*** Opening of Provided records ***

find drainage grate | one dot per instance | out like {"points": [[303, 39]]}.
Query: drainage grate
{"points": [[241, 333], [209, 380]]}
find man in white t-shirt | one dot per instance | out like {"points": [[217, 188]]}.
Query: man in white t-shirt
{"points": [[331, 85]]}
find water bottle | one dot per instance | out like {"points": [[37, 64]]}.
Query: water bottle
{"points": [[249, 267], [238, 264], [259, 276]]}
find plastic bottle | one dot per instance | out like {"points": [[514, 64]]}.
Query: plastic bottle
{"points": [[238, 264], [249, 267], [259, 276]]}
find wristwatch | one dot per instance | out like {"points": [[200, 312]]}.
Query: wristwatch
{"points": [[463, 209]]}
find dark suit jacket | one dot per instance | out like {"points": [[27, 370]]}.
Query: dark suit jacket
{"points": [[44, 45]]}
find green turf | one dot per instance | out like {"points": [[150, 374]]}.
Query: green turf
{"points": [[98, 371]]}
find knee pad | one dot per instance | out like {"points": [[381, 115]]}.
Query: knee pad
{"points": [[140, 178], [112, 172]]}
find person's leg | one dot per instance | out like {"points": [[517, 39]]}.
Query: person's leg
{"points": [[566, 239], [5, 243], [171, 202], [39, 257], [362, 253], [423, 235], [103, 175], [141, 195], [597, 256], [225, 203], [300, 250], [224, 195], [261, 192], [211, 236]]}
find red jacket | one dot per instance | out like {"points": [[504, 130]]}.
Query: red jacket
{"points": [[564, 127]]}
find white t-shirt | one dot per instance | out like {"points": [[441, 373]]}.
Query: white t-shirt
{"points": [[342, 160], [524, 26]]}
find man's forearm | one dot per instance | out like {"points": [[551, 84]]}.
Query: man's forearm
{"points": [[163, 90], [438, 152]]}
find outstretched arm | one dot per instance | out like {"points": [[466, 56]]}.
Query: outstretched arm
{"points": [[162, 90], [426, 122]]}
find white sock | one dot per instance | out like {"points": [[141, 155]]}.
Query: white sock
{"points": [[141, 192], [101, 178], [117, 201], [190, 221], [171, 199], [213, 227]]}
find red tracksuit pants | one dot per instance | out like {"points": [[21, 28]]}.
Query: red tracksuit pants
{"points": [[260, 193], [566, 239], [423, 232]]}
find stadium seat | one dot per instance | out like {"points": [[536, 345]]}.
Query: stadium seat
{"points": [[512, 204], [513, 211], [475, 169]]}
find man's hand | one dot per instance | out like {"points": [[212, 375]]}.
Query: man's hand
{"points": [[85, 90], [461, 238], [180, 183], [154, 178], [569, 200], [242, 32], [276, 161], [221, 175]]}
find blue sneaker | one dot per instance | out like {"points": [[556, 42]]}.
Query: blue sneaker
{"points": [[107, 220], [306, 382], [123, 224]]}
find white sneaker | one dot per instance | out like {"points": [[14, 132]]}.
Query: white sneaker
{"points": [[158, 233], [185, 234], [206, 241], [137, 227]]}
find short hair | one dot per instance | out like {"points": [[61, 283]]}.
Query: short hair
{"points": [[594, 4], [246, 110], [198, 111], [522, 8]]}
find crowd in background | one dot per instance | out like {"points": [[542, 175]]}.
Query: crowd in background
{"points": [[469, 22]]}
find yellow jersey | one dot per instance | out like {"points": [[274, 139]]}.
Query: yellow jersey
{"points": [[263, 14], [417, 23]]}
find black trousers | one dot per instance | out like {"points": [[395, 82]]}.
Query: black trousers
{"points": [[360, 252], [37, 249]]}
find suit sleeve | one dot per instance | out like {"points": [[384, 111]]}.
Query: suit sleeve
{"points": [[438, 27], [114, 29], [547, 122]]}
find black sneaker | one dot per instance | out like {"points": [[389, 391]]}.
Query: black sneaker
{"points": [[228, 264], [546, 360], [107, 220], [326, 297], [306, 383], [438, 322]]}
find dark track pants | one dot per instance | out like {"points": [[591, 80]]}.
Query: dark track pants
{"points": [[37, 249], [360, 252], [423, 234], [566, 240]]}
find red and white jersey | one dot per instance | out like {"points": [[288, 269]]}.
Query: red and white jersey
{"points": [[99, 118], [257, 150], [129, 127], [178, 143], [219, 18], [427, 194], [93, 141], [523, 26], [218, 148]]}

*** Close of Provided records ***
*** Opening of Provided records ***

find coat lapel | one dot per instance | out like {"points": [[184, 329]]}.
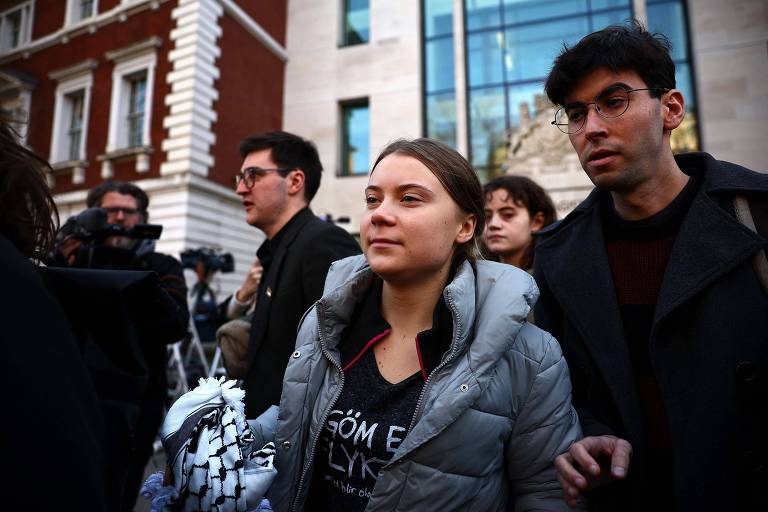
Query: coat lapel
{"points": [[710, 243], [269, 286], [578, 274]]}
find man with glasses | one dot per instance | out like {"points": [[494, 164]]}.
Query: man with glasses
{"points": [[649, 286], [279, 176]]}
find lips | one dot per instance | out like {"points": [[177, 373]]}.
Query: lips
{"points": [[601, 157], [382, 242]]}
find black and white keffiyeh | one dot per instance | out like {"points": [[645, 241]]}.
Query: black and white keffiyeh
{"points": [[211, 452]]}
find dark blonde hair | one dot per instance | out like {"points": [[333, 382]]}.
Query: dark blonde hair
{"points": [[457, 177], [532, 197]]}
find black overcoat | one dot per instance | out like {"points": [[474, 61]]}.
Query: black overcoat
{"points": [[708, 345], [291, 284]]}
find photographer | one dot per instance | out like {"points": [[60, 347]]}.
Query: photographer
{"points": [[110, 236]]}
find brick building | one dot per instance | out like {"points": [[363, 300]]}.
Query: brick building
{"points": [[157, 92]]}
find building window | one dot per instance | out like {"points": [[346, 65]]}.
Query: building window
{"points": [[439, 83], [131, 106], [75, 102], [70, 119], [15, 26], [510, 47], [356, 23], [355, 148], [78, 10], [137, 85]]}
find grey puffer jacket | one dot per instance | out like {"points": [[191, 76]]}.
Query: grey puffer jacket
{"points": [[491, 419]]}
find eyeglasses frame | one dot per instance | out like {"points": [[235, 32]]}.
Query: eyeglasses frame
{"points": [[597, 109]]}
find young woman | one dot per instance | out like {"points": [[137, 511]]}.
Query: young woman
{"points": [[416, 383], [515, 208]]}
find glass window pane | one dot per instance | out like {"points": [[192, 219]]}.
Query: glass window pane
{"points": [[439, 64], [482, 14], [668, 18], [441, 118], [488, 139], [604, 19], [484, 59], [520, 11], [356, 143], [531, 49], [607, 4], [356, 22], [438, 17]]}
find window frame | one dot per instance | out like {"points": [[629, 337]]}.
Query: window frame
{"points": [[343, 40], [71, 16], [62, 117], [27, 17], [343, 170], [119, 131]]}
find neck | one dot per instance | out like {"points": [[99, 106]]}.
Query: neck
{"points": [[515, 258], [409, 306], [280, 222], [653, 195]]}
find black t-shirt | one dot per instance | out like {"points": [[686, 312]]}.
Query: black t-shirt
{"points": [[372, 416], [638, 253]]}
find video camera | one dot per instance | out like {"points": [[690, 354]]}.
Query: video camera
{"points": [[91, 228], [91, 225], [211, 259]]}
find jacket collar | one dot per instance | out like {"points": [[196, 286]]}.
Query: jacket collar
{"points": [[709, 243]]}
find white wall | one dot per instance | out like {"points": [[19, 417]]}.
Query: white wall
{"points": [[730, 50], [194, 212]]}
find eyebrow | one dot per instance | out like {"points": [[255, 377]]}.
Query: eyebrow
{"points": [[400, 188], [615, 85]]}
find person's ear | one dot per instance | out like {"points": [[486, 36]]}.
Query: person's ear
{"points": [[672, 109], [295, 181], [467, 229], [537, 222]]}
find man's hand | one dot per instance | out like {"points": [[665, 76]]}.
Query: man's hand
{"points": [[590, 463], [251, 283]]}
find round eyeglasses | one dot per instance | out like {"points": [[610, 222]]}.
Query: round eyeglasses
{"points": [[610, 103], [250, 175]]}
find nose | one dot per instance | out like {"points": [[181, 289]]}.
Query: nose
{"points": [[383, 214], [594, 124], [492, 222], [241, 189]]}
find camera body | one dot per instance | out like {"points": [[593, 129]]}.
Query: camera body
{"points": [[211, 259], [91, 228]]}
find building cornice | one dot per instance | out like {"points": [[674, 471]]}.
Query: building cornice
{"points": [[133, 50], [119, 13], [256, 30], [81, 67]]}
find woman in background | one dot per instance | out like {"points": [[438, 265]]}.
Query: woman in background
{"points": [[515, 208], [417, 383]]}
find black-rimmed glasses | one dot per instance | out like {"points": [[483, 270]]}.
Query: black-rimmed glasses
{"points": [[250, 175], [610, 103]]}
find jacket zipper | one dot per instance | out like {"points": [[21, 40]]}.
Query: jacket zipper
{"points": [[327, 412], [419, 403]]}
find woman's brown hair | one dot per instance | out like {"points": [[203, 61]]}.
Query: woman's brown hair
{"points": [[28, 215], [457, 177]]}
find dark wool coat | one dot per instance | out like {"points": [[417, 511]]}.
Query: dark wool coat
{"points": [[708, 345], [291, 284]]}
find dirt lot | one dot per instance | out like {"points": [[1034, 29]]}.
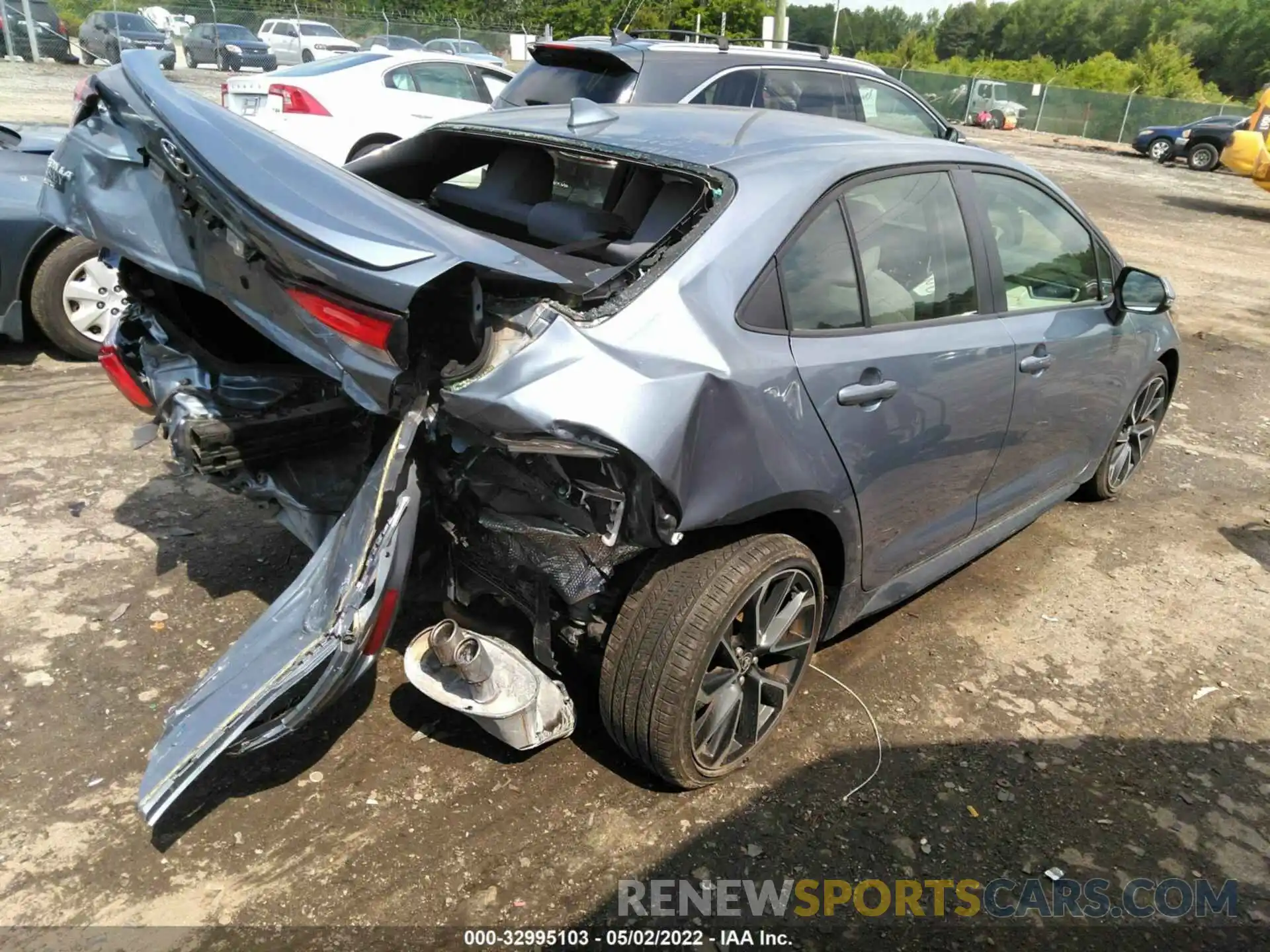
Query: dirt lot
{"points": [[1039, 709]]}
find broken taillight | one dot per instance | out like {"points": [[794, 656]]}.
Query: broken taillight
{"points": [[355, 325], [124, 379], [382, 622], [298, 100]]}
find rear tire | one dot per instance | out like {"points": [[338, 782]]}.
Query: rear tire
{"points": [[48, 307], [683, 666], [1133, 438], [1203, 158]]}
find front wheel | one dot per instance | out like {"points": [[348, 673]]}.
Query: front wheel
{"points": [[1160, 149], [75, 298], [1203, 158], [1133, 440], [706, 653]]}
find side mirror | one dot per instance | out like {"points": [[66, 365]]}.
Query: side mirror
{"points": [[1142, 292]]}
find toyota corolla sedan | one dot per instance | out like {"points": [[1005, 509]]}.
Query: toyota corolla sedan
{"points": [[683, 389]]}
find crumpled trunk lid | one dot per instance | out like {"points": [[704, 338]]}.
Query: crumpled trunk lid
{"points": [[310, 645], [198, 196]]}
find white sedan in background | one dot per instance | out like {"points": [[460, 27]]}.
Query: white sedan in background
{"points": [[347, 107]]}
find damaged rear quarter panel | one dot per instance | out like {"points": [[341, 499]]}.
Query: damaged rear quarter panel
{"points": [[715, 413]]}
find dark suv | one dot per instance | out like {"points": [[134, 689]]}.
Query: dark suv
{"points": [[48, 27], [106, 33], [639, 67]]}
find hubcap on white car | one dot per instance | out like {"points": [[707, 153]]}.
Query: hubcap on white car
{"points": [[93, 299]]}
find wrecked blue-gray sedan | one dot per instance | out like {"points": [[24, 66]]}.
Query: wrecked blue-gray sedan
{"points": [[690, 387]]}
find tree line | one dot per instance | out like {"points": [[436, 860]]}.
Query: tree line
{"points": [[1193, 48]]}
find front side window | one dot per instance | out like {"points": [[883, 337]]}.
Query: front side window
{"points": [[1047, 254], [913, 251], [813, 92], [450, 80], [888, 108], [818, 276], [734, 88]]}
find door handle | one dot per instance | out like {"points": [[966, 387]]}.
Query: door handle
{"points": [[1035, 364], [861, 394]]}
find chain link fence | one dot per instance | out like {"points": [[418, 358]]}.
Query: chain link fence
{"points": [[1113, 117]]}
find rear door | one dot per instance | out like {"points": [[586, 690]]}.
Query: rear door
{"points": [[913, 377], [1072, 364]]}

*** Close of Provided records ***
*** Opening of Provided records ***

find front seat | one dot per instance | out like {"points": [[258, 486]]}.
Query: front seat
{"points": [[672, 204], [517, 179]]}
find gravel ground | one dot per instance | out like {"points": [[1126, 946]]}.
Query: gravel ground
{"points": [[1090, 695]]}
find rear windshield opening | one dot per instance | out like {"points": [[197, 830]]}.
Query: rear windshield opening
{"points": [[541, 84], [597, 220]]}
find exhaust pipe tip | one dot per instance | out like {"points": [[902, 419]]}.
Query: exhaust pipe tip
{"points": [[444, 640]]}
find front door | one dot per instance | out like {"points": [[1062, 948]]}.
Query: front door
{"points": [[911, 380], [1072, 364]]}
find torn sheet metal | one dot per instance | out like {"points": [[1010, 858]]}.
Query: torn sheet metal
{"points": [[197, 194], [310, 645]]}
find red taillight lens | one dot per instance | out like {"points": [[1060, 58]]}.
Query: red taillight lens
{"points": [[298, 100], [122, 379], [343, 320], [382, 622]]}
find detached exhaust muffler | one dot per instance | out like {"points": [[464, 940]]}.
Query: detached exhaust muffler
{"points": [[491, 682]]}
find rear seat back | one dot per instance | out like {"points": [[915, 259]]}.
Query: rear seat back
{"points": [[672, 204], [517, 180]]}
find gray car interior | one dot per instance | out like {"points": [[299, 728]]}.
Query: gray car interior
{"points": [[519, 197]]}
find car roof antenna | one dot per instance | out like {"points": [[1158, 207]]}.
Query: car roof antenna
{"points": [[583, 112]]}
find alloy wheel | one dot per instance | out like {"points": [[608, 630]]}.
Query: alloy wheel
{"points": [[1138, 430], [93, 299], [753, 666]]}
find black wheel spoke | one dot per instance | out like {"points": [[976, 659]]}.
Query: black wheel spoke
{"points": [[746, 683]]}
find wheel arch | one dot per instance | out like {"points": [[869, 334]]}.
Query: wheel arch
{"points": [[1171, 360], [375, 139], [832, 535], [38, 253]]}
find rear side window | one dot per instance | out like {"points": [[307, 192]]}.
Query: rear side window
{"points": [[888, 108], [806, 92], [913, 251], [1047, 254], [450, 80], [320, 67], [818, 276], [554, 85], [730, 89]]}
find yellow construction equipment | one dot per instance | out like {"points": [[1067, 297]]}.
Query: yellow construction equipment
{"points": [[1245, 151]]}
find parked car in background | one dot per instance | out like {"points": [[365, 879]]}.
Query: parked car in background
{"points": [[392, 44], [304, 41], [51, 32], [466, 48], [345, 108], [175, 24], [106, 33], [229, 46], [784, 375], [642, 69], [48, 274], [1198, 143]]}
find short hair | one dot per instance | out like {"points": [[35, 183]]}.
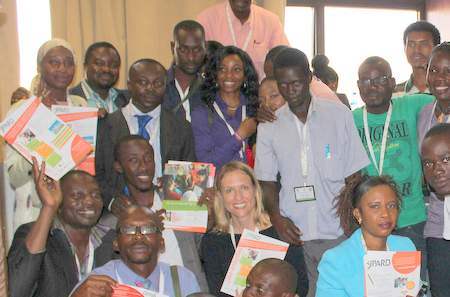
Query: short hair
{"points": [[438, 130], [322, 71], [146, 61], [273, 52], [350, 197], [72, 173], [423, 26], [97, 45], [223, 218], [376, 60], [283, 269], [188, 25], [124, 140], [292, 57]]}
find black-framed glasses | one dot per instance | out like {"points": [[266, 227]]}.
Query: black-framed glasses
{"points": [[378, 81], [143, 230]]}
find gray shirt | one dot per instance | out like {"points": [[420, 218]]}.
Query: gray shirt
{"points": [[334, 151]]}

*** Close of Provided records ***

What is expected
Beginning at the line above with "find outstretched arm" and finishing at the line with "find white sock", return each line exactly and return nothing else.

Response area
find outstretched arm | one dot per instance | out like {"points": [[466, 56]]}.
Query: outstretched arm
{"points": [[162, 90], [426, 122]]}
find white sock | one dot per instance | out like {"points": [[141, 155]]}.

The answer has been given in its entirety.